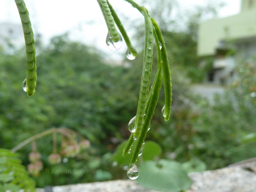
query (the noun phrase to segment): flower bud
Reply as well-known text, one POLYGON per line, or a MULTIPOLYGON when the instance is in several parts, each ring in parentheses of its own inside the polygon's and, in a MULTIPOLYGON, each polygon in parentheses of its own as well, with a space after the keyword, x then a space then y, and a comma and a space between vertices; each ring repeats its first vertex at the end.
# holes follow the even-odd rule
POLYGON ((29 174, 35 177, 38 176, 39 174, 39 171, 36 165, 34 164, 28 164, 28 171, 29 174))
POLYGON ((42 169, 43 169, 43 162, 41 161, 37 161, 36 162, 35 162, 35 164, 36 165, 36 166, 37 168, 38 169, 39 171, 40 171, 42 169))
POLYGON ((83 149, 88 148, 90 146, 90 142, 87 139, 81 141, 79 143, 80 147, 83 149))
POLYGON ((41 155, 38 152, 32 152, 28 155, 28 159, 30 162, 34 163, 40 159, 41 155))
POLYGON ((52 153, 49 156, 48 160, 51 164, 55 164, 60 163, 61 157, 60 155, 58 153, 52 153))
POLYGON ((76 144, 73 144, 68 146, 66 150, 67 151, 66 156, 68 157, 74 157, 80 151, 79 146, 76 144))

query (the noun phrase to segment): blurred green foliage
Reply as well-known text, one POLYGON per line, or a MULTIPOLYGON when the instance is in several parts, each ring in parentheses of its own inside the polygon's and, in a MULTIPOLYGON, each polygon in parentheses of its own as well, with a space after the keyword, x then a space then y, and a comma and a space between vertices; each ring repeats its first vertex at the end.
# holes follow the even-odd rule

------------------------------

== Task requirements ==
Format every line of the entries above as a numbered list, leaving out the pictures and any blank lines.

== Exercise result ==
1. query (the noun phrase to segment): flower bud
2. Reply as well-known text, one POLYGON per line, or a MULTIPOLYGON when the instance is in several parts, each ring in parentheses of its own inside the polygon's and, in a MULTIPOLYGON, each polygon in parentheses of its own as well, with a space after the keyword, x then a space then y, and a comma and a space between vertices; each ring repeats its first vertex at the end.
3. # holes follow the even-odd rule
4. POLYGON ((29 174, 35 177, 38 176, 39 174, 39 171, 36 165, 34 164, 28 164, 28 171, 29 174))
5. POLYGON ((42 169, 43 169, 43 162, 41 161, 37 161, 36 162, 35 162, 35 164, 36 165, 36 166, 37 168, 38 169, 39 171, 40 171, 42 169))
6. POLYGON ((83 149, 88 148, 90 146, 90 142, 87 139, 81 141, 79 143, 80 147, 83 149))
7. POLYGON ((41 155, 38 152, 32 152, 28 155, 28 159, 30 162, 34 163, 40 159, 41 155))
8. POLYGON ((52 153, 49 156, 48 160, 51 164, 55 164, 60 163, 61 157, 60 155, 58 153, 52 153))
9. POLYGON ((76 144, 73 144, 68 146, 66 150, 67 151, 66 156, 68 157, 74 157, 80 151, 79 146, 76 144))
10. query (the noun phrase to segment): blurred green foliage
11. Reply as well-known text, one POLYGON per line, or a MULTIPOLYGON when the instance is in several parts, each ring in parentheses of its own inside the polygon's and, in a MULTIPOLYGON, each polygon in parentheses of its own as well, with a space after the keyword, x then a space then y, and a comma and a space between vertices; each ring repeats its first vertex at the end.
12. # holes follow the even-odd rule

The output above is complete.